Tugas yang Dikerjakan
Lanjutkan kutipan teks tentang netralitas dalam filsafat sosial di bawah ini, mulai dari sesudah kalimat terakhirnya.

Kutipan Teks
Contoh nyata yang baru saja terjadi adalah kejadian di Kota Pati Jawa Tengah. Pertanyaan tersisa: apakah setiap wacana harus ditentukan oleh keberpihakan? Apakah etika sosial menuntut kita selalu memilih pihak? Disinilah filsafat sosial mengambil peran untuk menengahi: membedah struktur kuasa, mendalami relasi antarindividu, serta meninjau bagaimana tindakan sosial dibentuk oleh prasangka, moralitas, dan ideologi.
Netralitas sering disalahpahami sebagai sikap pasif atau acuh tak acuh. Namun, dalam pemikiran filsuf seperti Jürgen Habermas, netralitas bukanlah ketidakhadiran posisi, melainkan proses deliberatif rasional yang mengedepankan dialog. Dalam Theory of Communicative Action, Habermas menekankan pentingnya ruang publik sebagai tempat diskusi rasional tanpa dominasi. Dalam ruang inilah sikap “tidak membela, tetapi juga tidak menghakimi” menjadi alat kritis untuk mencegah manipulasi dan polarisasi. Dengan demikian, sikap ini menjadi refleksi dari etika diskursif: tidak buru-buru menilai, tetapi membuka ruang untuk pemahaman yang lebih dalam, berbasis argumen, bukan emosi atau prasangka.
Salah satu kunci dari tidak membela tetapi juga tidak menghakimi adalah kemampuan untuk memahami. Dalam tradisi hermeneutika, seperti yang dikembangkan oleh Hans-Georg Gadamer, pemahaman bukanlah proses pasif, tetapi aktif dan penuh refleksi. Kita tidak hanya menafsirkan tindakan orang lain, tetapi juga menafsirkan kembali diri kita dalam proses itu, dan posisi kita dalam tafsir itu dimana, serta sebagai apa.

Data yang Diberikan
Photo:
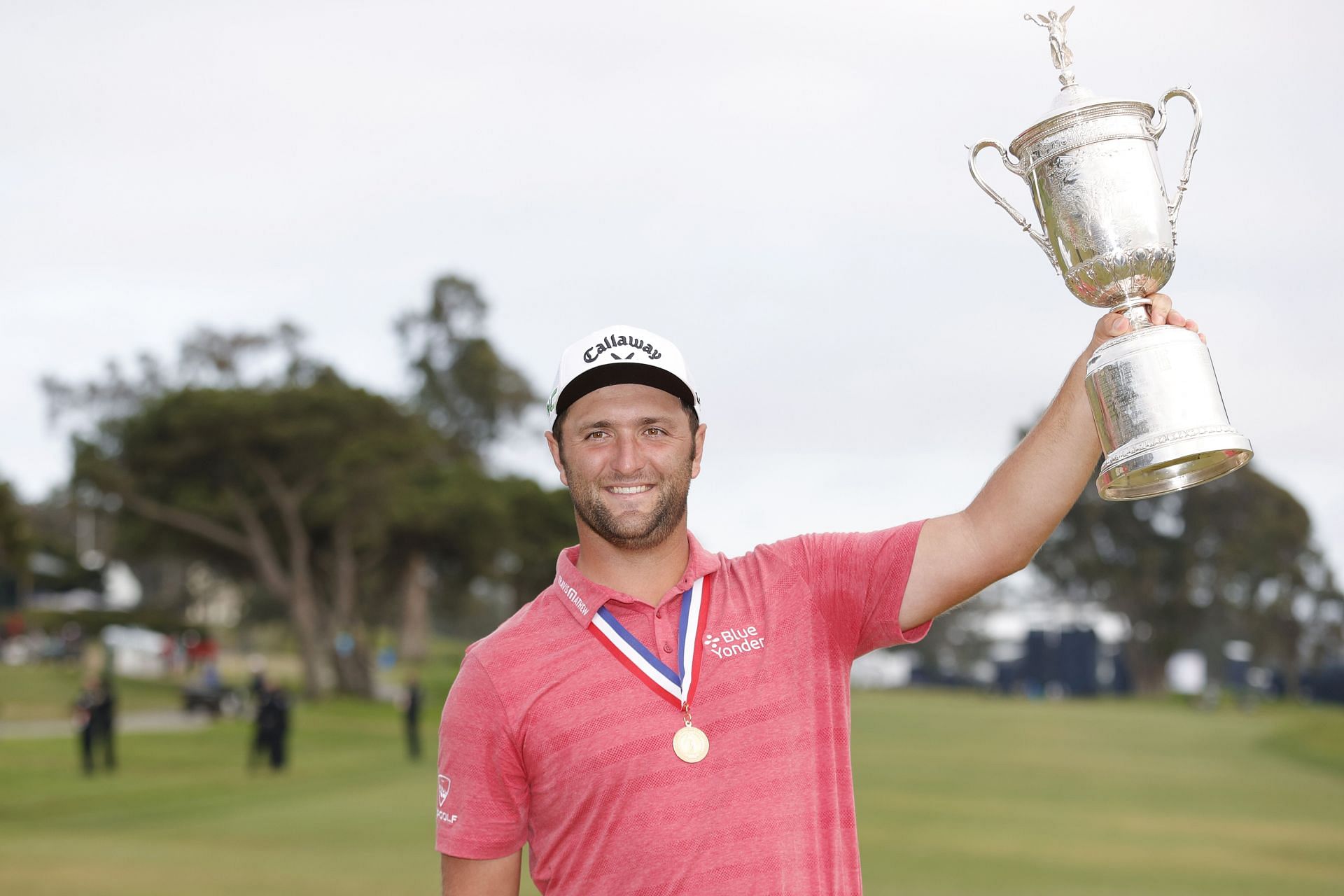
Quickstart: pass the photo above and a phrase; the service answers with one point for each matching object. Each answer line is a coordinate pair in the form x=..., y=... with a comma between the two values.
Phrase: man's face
x=628, y=457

Hasil Latihan Ini
Ketika seseorang memahami pelaku kejahatan, misalnya, banyak yang menganggapnya sebagai bentuk pembelaan. Padahal, dari perspektif filsafat sosial, pemahaman adalah jembatan menuju rekonsiliasi, transformasi sosial, dan pencegahan kekerasan struktural. Dalam pandangan Paulo Freire, edukasi yang membebaskan bukanlah menghakimi yang tertindas atau membela yang menindas, tetapi menumbuhkan kesadaran kritis terhadap struktur yang menciptakan penindasan itu sendiri.
Filsafat sosial juga menyoroti bagaimana penghakiman sering kali merupakan bentuk kekuasaan. Michel Foucault menunjukkan bahwa masyarakat modern sangat tergila-gila pada praktik pengawasan dan penghukuman, bukan demi kebenaran, tetapi demi mempertahankan struktur kuasa. Ketika kita menghakimi, kita mereproduksi relasi kuasa yang tidak selalu adil. Kondisi ini sangat kentara pada peristiwa Pati yang baru saja terjadi.
Sikap tidak menghakimi di sini bukan berarti membenarkan, tetapi menahan diri dari menggunakan moralitas sebagai alat dominasi. Ia adalah kesadaran bahwa kita tidak selalu berada pada posisi untuk menilai secara objektif. Ini adalah bentuk kerendahan hati epistemik, bahwa kebenaran sering kali lebih kompleks daripada yang tampak di permukaan.
Sikap membela dan menghakimi sering muncul dari kecenderungan berpikir biner: benar–salah, baik–buruk, korban–pelaku. Filsuf seperti Emmanuel Levinas dan Jacques Derrida menolak pembacaan etika yang terlalu sederhana ini. Levinas berbicara tentang tanggung jawab terhadap “yang lain” yang tidak dapat direduksi pada kategori moral yang kaku. Derrida bahkan menyatakan bahwa keadilan sejati selalu “tertunda” karena ia menuntut dekonstruksi terhadap hukum dan norma yang ada. Bahkan kecenderungan ini dibuat ribet hanya untuk mempertahan kekuasaan, atau meneguhkan kekuasaan. Dengan demikian, “tidak membela, tetapi juga tidak menghakimi” adalah pengakuan terhadap kerumitan moral.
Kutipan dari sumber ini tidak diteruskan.